DESCRIPTION OF THE TASK:
Look through the entries below and report how many lines hold the string "railway". Only the number is wanted.

THE DATA:
*** Block opens ***
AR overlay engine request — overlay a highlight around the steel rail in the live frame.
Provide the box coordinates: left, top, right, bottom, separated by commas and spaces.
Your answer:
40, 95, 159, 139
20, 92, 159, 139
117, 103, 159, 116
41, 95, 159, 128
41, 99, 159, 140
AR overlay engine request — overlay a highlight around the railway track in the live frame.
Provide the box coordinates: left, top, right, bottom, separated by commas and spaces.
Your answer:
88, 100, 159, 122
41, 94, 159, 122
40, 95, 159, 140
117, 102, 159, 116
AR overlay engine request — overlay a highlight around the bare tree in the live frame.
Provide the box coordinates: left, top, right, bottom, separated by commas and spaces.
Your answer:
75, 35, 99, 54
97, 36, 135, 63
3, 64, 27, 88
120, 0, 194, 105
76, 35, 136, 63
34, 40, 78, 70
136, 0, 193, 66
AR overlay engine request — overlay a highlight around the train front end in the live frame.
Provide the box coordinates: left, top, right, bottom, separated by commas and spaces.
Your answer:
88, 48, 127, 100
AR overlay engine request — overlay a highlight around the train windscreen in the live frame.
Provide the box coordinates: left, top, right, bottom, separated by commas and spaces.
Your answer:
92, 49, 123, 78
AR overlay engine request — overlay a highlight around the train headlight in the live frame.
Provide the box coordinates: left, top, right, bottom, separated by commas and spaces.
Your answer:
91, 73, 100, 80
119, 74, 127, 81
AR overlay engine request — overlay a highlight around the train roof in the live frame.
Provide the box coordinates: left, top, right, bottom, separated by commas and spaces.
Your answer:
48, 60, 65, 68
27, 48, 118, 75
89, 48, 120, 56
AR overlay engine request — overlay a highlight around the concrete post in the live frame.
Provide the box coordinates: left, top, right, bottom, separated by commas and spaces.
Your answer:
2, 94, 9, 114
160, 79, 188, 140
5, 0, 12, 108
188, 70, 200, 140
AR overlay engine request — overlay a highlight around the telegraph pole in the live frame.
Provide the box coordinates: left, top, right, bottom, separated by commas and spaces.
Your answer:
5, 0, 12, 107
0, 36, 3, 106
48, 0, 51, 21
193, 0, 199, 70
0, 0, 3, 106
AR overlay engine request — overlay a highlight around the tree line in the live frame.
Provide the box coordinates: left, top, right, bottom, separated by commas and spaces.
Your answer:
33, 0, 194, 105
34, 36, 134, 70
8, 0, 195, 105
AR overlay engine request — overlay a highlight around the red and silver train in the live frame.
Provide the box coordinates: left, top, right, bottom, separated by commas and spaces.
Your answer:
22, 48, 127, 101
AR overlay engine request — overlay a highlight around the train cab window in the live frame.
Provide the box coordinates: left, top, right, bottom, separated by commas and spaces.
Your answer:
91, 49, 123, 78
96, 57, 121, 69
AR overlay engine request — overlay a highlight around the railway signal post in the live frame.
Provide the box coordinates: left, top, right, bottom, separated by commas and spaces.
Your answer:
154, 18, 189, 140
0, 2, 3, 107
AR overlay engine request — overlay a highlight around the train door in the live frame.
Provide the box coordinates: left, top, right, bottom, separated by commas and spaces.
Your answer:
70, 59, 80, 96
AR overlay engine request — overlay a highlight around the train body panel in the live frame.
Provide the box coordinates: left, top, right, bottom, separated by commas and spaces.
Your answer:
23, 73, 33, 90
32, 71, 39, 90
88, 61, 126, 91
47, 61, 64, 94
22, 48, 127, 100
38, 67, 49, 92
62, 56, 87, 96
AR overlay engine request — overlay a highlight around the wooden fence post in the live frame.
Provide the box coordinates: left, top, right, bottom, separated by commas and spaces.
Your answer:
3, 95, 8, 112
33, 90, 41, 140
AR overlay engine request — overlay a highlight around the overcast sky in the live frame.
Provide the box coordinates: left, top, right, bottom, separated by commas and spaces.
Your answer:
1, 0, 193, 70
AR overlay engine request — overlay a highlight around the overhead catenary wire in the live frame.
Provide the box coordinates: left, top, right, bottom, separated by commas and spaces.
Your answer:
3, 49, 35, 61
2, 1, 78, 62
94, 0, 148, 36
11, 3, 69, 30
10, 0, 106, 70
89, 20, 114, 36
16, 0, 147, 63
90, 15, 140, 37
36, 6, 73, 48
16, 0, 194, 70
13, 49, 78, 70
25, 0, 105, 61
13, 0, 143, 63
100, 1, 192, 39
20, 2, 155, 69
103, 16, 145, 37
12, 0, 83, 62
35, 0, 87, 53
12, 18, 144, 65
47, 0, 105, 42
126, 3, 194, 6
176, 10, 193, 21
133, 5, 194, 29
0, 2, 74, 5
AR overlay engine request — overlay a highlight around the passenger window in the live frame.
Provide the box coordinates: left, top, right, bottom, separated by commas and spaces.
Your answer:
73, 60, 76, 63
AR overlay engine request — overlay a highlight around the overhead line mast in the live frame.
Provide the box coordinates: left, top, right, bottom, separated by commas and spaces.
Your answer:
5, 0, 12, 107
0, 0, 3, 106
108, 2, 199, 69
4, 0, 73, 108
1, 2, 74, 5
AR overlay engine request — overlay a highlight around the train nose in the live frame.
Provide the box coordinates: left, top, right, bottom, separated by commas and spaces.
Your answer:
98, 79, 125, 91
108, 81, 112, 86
*** Block closes ***
ANSWER FOR THE TASK:
2